- **Compito da svolgere**
Per favore, riscrivi il tratto del brano sulla famiglia che va da "Ricci scrive d’amore" fino a "delle peggiori degenerazioni.", sostituendo "ambientazione" con "cornice".

- **Brano da leggere**

----------------

E quest’ultima arriva sempre puntuale, necessaria, benedetta.

Ricci scrive d’amore scegliendo come ambientazione il contesto in cui l’amore s’esprime al meglio e in tutte le sue forme, in quelle alte come in quelle frutto osceno delle peggiori degenerazioni.

In questi termini, quindi, ritorna la “famiglia”, a farla da padrona nella letteratura contemporanea italiana. Ricci, come Pascale, come Veronesi.

Perché, come diceva Yates: quale altro argomento esiste per chi scrive, che non sia la famiglia? Questa stramba, forzata, fortuita, aggregazione d’esseri umani è fonte somma d’ispirazione ancora oggi.

 

C’era bisogno di un salto di qualità ermeneutica, di una proposizione chiara e inequivocabile: non c’era niente oltre l’amore, l’amore era la sorgente del fiume.

 

Questa dichiarazione di principio fa da controcanto ironico alla realtà descritta nel racconto dal titolo: La nuova filosofia. Qui siamo nel grottesco: il gruppo descritto è quello di tre nuovi mostri, il marito, la moglie e il figlio, pronti a qualunque cattiveria l’uno nei confronti dell’altro. Un giovane Gassman sarebbe stato un interprete cinematografico perfetto di questa filosofia famigliare crudele, e avrebbe trasformato le poche pungenti parole in immagini terribili.

La famiglia resta quindi un serbatoio di caratteri, di situazioni esplosive, attraverso le quali esprimere la dinamica del mondo, la sua modernità, i suoi cambiamenti. Perché un uomo, anche quando sceglie di non costruirla in prima persona, è comunque “famiglia” per origine, genetica, radici e futuro.

Leggendo questi scritti, mi è tornata alla mente una commedia di Eric–Emmanuel Schmitt di qualche tempo fa. In “ Piccoli crimini coniugali” lui e lei, rinchiusi in una stanza colma di libri e quadri, si scambiano i ruoli, mentre tra le loro mani esplode la madre di tutte le guerre, quella di coppia, all’interno della quale c’è sempre una vittima e un carnefice.

----------------

- **Dati forniti**
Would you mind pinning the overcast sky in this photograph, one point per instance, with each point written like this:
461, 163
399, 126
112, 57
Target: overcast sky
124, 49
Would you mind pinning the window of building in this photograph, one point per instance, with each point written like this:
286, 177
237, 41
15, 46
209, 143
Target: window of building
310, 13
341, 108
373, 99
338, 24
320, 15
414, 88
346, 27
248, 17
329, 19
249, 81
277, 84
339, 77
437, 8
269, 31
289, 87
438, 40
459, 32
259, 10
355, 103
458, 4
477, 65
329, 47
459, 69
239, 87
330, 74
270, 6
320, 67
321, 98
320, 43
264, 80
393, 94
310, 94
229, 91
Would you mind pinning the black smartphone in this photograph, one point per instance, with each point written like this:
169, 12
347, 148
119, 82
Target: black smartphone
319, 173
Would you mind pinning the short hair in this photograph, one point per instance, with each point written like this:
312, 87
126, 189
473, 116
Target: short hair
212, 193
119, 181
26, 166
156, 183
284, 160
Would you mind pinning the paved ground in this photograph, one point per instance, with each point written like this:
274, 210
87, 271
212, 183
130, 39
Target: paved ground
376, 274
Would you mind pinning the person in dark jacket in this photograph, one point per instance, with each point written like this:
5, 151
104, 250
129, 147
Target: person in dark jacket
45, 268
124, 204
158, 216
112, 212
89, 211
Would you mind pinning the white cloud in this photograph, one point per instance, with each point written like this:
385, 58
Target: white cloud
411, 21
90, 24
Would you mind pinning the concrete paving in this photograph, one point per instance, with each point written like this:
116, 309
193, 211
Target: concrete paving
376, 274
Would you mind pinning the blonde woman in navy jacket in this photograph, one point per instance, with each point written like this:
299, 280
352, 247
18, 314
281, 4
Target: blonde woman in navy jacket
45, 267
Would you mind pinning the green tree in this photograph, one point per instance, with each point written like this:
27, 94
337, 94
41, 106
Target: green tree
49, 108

----------------

- **Risposta**
Ricci scrive d’amore scegliendo come cornice il contesto in cui l’amore s’esprime al meglio e in tutte le sue forme, in quelle alte come in quelle frutto osceno delle peggiori degenerazioni.